▼▼▼

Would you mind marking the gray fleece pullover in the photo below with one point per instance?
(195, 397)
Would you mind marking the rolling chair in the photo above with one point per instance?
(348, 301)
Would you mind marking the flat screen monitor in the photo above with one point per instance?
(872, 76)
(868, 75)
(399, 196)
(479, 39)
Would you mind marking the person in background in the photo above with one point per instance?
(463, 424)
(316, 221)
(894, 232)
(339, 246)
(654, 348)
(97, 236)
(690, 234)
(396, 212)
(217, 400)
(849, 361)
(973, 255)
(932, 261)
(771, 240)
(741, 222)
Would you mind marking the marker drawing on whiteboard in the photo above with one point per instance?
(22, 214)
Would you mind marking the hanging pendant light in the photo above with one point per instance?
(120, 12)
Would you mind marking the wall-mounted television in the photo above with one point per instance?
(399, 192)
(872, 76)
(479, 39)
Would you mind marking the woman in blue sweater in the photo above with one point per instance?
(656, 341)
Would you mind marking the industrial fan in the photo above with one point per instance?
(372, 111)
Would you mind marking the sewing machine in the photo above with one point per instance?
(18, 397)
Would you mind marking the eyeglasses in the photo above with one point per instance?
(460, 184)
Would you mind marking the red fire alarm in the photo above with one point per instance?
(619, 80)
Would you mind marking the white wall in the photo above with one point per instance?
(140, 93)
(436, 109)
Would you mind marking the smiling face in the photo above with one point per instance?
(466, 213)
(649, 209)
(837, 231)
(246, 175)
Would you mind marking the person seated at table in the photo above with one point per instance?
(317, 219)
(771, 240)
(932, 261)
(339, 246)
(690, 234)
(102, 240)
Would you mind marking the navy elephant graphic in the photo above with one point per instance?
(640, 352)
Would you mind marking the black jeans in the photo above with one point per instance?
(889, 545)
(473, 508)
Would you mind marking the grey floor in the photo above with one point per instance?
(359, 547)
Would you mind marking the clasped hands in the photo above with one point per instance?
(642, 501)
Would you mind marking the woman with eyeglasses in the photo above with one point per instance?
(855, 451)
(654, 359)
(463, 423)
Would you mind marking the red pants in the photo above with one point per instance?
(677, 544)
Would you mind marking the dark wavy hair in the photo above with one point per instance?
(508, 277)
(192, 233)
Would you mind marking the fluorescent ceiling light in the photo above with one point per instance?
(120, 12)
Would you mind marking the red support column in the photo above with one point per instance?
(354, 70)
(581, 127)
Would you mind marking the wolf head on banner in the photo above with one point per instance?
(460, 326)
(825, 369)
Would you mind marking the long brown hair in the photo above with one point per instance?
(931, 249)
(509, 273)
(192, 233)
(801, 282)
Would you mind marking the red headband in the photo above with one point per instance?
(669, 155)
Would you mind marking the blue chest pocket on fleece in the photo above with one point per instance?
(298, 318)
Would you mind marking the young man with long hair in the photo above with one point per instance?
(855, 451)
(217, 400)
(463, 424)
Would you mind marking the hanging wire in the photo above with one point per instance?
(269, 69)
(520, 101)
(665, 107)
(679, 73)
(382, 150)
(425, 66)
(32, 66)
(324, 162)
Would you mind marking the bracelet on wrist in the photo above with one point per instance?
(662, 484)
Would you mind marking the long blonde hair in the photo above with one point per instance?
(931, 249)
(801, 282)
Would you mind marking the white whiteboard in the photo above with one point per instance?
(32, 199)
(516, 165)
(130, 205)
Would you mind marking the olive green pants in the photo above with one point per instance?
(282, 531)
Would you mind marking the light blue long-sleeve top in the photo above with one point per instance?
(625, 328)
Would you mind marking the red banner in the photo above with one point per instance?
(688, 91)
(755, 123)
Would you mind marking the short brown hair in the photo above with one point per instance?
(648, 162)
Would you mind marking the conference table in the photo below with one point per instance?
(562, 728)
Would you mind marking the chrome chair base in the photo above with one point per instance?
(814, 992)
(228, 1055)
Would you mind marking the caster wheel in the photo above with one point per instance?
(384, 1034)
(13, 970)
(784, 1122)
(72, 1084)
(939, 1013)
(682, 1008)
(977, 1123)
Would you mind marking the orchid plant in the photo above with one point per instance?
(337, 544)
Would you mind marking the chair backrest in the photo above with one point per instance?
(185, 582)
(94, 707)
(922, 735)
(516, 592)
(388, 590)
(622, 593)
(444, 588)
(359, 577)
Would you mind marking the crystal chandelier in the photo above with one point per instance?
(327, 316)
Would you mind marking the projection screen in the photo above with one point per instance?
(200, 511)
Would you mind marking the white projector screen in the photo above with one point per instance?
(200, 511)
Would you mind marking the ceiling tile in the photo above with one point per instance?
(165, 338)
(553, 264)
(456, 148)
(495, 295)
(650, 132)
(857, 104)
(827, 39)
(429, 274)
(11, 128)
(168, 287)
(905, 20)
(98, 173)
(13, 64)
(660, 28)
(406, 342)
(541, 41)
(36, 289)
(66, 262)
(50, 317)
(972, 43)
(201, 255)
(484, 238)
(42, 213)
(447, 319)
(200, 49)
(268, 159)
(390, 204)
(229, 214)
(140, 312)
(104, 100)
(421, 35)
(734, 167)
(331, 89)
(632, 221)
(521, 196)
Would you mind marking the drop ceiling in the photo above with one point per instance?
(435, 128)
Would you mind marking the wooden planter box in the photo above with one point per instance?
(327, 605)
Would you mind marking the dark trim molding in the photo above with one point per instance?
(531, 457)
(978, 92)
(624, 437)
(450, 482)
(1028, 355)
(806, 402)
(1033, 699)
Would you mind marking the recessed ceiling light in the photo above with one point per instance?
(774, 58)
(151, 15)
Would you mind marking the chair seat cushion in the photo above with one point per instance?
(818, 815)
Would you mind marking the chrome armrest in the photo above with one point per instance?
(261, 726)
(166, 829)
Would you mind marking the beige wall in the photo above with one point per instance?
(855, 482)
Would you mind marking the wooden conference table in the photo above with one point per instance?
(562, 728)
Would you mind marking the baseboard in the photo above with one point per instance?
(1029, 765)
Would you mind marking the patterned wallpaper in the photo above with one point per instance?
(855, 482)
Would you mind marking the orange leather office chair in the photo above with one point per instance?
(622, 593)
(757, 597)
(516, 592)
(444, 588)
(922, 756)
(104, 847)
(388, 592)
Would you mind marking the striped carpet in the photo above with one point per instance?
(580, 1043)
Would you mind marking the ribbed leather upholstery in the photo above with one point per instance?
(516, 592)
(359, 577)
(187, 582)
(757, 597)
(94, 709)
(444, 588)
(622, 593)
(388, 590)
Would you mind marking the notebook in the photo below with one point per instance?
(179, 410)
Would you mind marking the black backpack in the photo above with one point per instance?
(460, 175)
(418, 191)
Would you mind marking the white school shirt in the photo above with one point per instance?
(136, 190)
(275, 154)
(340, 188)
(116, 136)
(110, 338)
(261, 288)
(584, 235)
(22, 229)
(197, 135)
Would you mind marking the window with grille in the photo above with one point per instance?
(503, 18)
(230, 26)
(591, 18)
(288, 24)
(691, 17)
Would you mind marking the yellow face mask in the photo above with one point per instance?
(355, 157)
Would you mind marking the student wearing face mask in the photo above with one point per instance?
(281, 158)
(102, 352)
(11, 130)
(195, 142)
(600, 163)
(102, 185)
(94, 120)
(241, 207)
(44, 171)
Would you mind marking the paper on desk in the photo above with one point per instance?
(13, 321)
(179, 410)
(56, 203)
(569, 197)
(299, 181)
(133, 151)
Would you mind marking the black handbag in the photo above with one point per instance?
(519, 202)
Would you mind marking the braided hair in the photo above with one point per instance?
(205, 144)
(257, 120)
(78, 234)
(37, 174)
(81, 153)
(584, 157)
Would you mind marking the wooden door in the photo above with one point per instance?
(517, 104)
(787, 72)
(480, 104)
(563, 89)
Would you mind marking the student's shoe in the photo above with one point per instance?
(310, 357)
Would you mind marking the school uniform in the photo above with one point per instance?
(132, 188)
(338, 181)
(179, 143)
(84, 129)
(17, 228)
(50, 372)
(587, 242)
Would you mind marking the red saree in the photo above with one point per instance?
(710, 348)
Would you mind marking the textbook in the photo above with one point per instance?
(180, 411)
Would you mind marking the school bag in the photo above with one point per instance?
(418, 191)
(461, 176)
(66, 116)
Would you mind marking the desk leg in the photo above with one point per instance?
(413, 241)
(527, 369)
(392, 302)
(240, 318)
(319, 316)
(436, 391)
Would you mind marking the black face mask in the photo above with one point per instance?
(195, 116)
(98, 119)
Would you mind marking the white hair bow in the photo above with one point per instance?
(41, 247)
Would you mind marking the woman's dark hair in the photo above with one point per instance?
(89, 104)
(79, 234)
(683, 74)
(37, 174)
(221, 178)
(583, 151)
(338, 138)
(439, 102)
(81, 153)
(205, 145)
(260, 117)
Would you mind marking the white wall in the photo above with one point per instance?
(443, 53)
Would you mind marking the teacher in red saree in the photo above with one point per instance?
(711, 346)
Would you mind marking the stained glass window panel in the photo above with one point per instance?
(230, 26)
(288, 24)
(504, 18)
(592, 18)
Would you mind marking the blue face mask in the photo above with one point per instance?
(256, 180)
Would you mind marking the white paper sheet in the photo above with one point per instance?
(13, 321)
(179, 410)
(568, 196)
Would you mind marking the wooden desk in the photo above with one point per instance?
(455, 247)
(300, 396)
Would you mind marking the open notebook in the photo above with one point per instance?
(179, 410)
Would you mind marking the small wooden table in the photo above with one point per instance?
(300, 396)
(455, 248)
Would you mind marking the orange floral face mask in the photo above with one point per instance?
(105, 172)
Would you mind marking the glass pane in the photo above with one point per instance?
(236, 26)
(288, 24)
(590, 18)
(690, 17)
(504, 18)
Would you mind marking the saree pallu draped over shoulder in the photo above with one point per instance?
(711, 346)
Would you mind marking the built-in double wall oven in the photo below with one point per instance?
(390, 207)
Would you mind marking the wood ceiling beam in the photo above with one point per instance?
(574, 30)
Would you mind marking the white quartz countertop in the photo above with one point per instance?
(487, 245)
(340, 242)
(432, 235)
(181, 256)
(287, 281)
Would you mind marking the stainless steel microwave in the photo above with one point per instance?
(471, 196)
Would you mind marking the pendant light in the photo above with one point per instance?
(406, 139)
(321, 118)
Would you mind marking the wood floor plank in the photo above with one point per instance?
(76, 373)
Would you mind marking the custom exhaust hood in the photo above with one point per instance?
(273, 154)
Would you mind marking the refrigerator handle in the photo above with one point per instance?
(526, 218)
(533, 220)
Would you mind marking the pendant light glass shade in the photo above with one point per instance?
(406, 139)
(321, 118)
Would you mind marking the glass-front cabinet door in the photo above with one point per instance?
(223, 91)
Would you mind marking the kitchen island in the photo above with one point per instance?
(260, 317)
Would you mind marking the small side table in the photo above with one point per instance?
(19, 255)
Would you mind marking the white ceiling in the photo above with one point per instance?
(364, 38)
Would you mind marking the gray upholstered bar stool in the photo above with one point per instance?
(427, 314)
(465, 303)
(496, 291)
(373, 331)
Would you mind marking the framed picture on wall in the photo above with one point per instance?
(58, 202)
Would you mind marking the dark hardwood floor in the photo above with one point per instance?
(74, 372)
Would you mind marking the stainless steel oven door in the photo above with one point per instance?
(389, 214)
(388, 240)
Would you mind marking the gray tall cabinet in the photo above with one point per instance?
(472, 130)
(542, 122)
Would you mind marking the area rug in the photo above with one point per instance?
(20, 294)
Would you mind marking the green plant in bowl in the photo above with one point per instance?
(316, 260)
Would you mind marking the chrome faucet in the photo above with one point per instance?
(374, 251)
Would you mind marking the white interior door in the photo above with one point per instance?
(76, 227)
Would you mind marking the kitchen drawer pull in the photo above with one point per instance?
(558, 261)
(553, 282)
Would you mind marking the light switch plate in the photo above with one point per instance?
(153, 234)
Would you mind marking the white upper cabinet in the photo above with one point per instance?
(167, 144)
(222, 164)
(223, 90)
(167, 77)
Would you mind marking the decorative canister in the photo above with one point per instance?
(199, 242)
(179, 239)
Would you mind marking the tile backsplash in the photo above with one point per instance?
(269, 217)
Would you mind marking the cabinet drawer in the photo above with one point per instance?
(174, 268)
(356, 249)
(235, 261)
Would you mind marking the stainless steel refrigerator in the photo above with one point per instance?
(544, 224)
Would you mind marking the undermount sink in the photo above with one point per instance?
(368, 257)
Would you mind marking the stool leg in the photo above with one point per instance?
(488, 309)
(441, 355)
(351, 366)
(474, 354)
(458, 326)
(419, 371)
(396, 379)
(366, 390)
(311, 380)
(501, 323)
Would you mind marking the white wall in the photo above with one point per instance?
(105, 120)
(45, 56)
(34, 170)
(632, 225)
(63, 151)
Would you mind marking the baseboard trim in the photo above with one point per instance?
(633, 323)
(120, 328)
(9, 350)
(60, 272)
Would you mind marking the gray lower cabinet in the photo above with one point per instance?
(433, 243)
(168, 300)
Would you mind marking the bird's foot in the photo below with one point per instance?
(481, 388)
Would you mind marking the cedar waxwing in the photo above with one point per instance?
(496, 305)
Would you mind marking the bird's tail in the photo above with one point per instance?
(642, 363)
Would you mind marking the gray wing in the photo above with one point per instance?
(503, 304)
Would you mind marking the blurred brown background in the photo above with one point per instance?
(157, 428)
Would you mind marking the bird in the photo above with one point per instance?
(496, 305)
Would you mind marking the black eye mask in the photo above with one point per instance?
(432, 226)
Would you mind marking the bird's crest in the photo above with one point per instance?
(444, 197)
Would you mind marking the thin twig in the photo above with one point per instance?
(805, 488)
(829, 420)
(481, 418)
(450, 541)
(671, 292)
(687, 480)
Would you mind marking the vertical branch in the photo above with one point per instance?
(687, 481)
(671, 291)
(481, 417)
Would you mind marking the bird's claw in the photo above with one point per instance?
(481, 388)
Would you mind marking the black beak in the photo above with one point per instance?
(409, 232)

▲▲▲

**Exercise brief**
Everything from the line containing "Would you mind marking the bird in" to the end of the records must be written out exactly; include both of those lines and no others.

**Exercise solution**
Would you mind marking the bird in the photo above with one point per instance?
(496, 305)
Would you mind marking the black eye mask in the photo above with one point per instance?
(432, 226)
Would you mind marking the bird's crest in the photo above with one point per instance?
(444, 197)
Would you mind marking the thin twig in the photo above with one point per instance?
(805, 488)
(829, 420)
(481, 418)
(450, 541)
(671, 292)
(687, 480)
Would you mind marking the vertical branch in the photo above with one point per instance?
(687, 481)
(671, 291)
(481, 417)
Would you mind marking the bird's claw in the photo above with one point per instance?
(481, 388)
Would you mind marking the black beak in the photo above with one point per instance?
(409, 232)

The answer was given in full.